* **Work required**
The entries shown here must be retyped in full, with no pictures included.

* **Material supplied**
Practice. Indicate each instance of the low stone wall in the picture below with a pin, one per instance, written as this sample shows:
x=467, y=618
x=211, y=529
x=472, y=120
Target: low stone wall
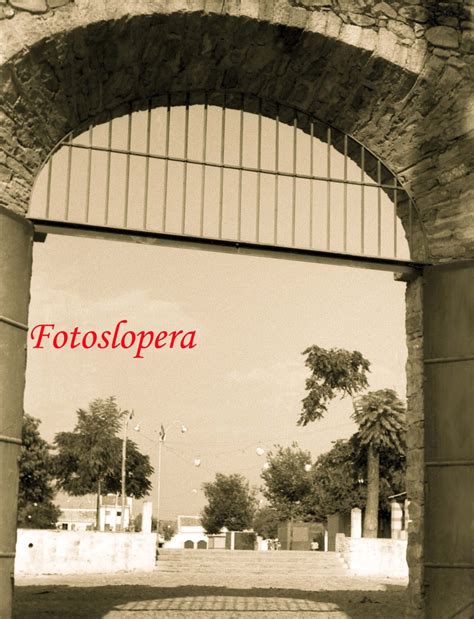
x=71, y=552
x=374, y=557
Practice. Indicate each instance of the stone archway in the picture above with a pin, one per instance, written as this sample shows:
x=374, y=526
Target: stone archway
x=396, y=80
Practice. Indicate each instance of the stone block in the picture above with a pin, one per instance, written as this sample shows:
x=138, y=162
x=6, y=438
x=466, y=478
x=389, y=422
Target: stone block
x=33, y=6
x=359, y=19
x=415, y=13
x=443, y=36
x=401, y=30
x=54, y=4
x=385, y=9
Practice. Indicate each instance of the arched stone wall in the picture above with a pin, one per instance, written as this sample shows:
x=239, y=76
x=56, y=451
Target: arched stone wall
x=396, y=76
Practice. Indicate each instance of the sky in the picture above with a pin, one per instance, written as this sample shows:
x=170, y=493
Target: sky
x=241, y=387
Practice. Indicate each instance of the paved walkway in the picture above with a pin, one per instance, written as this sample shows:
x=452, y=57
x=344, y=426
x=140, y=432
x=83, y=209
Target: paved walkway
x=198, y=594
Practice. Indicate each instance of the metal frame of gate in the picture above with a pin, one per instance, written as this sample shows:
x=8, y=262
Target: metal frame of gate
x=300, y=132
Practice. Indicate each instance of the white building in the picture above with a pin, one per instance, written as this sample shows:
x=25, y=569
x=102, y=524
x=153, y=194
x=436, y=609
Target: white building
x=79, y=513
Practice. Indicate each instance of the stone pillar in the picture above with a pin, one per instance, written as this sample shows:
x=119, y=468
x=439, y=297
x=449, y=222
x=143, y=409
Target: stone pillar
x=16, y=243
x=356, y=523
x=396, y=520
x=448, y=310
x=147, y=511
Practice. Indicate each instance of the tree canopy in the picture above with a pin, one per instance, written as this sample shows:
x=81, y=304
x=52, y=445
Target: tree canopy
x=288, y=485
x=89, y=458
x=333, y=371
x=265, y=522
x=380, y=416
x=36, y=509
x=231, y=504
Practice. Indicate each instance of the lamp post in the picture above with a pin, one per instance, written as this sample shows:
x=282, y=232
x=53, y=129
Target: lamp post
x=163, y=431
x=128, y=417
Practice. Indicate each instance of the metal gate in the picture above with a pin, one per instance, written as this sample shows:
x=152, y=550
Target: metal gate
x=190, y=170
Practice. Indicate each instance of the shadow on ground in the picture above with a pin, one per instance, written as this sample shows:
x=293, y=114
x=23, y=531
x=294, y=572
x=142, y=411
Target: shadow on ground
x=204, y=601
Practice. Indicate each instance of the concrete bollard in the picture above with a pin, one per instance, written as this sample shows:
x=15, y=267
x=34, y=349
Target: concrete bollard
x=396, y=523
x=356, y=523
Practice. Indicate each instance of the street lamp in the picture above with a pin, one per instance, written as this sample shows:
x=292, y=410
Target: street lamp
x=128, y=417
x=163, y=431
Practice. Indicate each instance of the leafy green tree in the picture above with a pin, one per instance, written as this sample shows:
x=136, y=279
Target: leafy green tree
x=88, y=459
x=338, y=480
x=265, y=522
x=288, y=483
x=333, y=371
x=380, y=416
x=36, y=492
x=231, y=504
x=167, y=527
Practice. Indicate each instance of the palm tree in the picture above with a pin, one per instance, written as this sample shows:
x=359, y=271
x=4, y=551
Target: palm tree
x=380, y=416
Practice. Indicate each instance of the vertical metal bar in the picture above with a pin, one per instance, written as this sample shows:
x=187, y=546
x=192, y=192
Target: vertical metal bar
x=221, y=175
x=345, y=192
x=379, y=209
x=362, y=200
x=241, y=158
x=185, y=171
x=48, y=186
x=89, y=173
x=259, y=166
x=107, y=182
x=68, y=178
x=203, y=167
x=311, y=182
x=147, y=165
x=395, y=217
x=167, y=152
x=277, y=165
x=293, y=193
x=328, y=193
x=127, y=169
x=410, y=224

* **Solution to this problem**
Practice. Indicate each instance of the low stone wall in the picture below with a pin, one per instance, written as this sample shows:
x=467, y=618
x=211, y=529
x=472, y=120
Target: low stone wall
x=71, y=552
x=374, y=557
Practice. Indicate each instance of the stone archway in the picture above with a pin, one per instance, written as this sample shows:
x=374, y=526
Target: stone archway
x=396, y=80
Practice. Indicate each instance of the stone block in the picture above with a pin, one per instance, written as this sample shows:
x=138, y=162
x=6, y=438
x=466, y=478
x=389, y=422
Target: stone block
x=33, y=6
x=359, y=19
x=415, y=13
x=443, y=36
x=401, y=30
x=54, y=4
x=385, y=9
Practice. Indicate each instance of the arched stone wall in the picture above with a pin, one per instance, written as this sample shows:
x=239, y=76
x=56, y=451
Target: arched stone wall
x=396, y=76
Practice. Indicate each instance of the sky in the picture above with a pin, one per instance, written as this sample shows:
x=170, y=493
Target: sky
x=241, y=387
Practice. Indicate each instance of the paved walkway in the picture above with a pin, one per instance, written as this sample shows:
x=452, y=57
x=344, y=426
x=140, y=432
x=83, y=209
Target: paved walkway
x=198, y=594
Practice. Indicate each instance of the metal frame of gate in the picture above with a pin, one per instance, written as this sample shows:
x=8, y=262
Target: metal frame of gate
x=300, y=132
Practice. Indicate each instance of the white building in the picture above with a pin, one per instance, written as this sample shows:
x=25, y=569
x=102, y=524
x=153, y=194
x=436, y=609
Target: white building
x=79, y=513
Practice. Indicate each instance of the stone pillar in the picture above with a pin, one per instance, written as this sample shows:
x=119, y=468
x=439, y=297
x=449, y=222
x=143, y=409
Target: stone pillar
x=16, y=243
x=356, y=523
x=396, y=520
x=448, y=310
x=147, y=511
Practice. Indicate each instance of the tree canopy in the picture above with a pin, one per instance, written as this sample shows:
x=81, y=304
x=52, y=445
Target: tree canopy
x=288, y=485
x=89, y=458
x=333, y=371
x=265, y=522
x=380, y=416
x=36, y=509
x=231, y=504
Practice. Indicate each instance of the lamp post in the picture above with a pin, one per instance, written as this sample shows:
x=282, y=232
x=53, y=129
Target: lamp post
x=163, y=431
x=128, y=417
Practice. Indicate each instance of the metal gate in the picture above with a pin, one per instance, written as this sample shows:
x=152, y=550
Target: metal gate
x=190, y=170
Practice. Indicate each instance of the shadow on ground in the picture above with a pin, one per instance, written as this sample shows:
x=293, y=114
x=23, y=531
x=294, y=572
x=142, y=411
Target: shadow on ground
x=204, y=601
Practice. Indicate each instance of the concrete bollard in the picture above with a pin, one per instance, written as this sample shows:
x=15, y=267
x=34, y=349
Target: concrete bollard
x=396, y=523
x=356, y=523
Practice. Indicate each instance of the street lamp in the picture above with a pin, one per instance, written as this sample shows:
x=292, y=410
Target: street lamp
x=128, y=417
x=163, y=431
Practice. Indicate each instance of the leafy green tree in the picture above with a pin, one per instance, written as this sample shows:
x=136, y=279
Target: leafy green tree
x=88, y=459
x=338, y=480
x=265, y=522
x=288, y=483
x=333, y=371
x=380, y=416
x=36, y=492
x=231, y=504
x=167, y=527
Practice. Indicate each instance of the palm tree in the picture above with a pin, one per instance, written as this sample shows:
x=359, y=271
x=4, y=551
Target: palm tree
x=380, y=416
Practice. Indicate each instance of the vertical metal bar in the picture above with a pin, one per instance, written as this sample shows:
x=187, y=546
x=192, y=192
Target: vertical metal bar
x=221, y=175
x=345, y=192
x=379, y=209
x=362, y=200
x=241, y=158
x=185, y=171
x=48, y=186
x=89, y=173
x=259, y=166
x=107, y=182
x=68, y=178
x=203, y=167
x=311, y=182
x=147, y=165
x=395, y=217
x=167, y=152
x=277, y=165
x=293, y=193
x=328, y=193
x=127, y=169
x=410, y=224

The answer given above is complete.